▸ Aufgabe 1:
Gib an, in wie vielen Zeilen der Datensätze die Zeichenfolge "subject" vorkommt, wobei Groß- und Kleinschreibung zählt. Nenne nur die Zahl.

# Palmen im Winter Chinesische Hanfpalme Chamaerops Excelsa



## Koiteich2013 (30. Nov. 2016)

Hallo,

habe im Mai bei mir eine chinesische Hanfpalme eingepflanzt. Zur Zeit frage ich mich was ich mache, um die Pflanze vor Frost zu schützen. Ich habe mir einen atmungsaktiven Schutzsack gekauft, den ich über die Pflanze sülpen kann. Der Schutzsack ist grün und aus einer Art Leinenstoff.
Mein Plan ist die Plane bei angekündigten staken Frost überzustülpen und wenn der Frost vorüber ist, diese sofort wieder von der Pflanze zu nehmen, damit diese Licht bekommt.
Die Palme hat knapp 300 Euro gekostet. Der Stamm selber ist ca. 1,2 meter hoch.
In einem Artikel steht das es wichtig ist das die Pflanze 5Jahre alt ist. Ich hoffe das meine dieses Kriterium erfüllt.
http://www.seedeo.de/shop/artikel/Hanfpalme_Chamaerops_excelsasyn_Trachycarpus_fortunei_10_Korn

Hat jemand von Euch eigene Erfahrungen mit diesem Palmentyp?

gruß

Heiko


----------



## Teich4You (30. Nov. 2016)

Koiteich2013 schrieb:


> Die Palme hat knapp 300 Euro gekostet.



Und dann hast du dich nicht vorher informiert? 
Mach ein kleines Tomatengewächshaus drum.
Da kommt Licht rein und es ist dicht.
Zur Not noch ein Frostwächster.


----------



## Tottoabs (30. Nov. 2016)

Meine erste Palme ist als 3 Blätterkeimling nach draußen gekommen. Soweit mir bekannt sollen Wurzeln, Stamm und Herz (also da wo die Blätter raus kommen) geschützt werden.

▸ Aufgabe 2:
Führe die Forendiskussion zum Winterschutz der Hanfpalme im Anschluss an ihren letzten Satz fort.

▸ Bereitgestellte Daten:

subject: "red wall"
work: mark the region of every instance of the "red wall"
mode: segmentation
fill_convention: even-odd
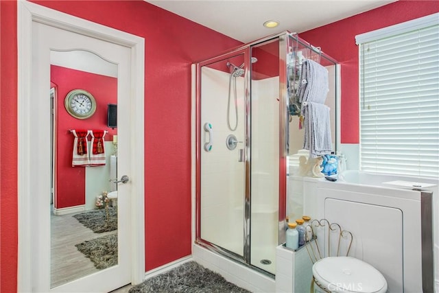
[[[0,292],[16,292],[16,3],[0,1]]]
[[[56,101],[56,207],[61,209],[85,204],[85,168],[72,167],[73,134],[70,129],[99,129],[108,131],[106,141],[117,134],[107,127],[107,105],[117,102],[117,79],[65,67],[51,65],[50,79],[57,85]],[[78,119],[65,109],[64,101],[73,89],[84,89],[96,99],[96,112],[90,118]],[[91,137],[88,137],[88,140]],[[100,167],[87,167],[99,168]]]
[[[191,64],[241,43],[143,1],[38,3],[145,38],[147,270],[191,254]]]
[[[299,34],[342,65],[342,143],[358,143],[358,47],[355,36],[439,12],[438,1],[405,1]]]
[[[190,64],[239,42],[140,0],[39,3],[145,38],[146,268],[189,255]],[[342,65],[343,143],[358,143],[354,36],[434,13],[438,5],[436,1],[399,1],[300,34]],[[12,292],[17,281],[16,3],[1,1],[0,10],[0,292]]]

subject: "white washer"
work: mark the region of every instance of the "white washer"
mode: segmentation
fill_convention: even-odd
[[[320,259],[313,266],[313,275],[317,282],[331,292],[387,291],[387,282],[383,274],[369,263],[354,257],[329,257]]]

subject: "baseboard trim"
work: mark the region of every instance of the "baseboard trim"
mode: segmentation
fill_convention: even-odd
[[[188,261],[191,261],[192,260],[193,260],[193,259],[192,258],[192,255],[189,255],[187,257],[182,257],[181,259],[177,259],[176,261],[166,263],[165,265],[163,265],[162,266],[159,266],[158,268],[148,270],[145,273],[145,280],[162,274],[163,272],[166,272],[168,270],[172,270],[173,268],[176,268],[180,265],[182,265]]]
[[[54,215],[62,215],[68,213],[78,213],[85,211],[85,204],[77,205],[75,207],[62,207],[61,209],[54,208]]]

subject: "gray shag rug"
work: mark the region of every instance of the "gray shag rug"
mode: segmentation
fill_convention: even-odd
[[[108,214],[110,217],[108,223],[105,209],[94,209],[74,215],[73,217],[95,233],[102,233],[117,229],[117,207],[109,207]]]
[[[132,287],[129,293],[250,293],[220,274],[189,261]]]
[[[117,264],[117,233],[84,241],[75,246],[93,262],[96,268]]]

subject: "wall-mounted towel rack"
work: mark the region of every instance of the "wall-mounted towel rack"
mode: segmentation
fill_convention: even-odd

▸ Ergebnis 1:
5

▸ Ergebnis 2:
Meine Palmen waren natürlich viel billiger. Höchste Stammhöhe ca. 30 cm. Ich mache ein Gitter um die Palmen und fülle dieses bis oben mit Laub, so das nur noch die oberen Blätter raus schauen. Bei dem Laub habe ich das Gefühl, das es, wenn es verrottet, noch ein bisschen wärme abgibt. Das lasse ich so bis zum Frühjahr. Die alten Blätter ragen ja raus und können so Sonne tanken. Das 30 cm Pflanzlichen hat letztes Jahr nur einige Blätter verloren. Bis jetzt hat das gereicht. 
Die drei Blätter Keimlinge habe ich zuerst nur ein bisschen mit Laub angefüllt. Jetzt muss der Laubhügel etwas größer sein. Tippe mal die haben jetzt so 8-10 Palmenblätter.
Jetzt sind es also schon kleine Palmen. Ich habe da nie irgend welche Zeiten gelesen ab wann die Pflanzen durch den Winter können.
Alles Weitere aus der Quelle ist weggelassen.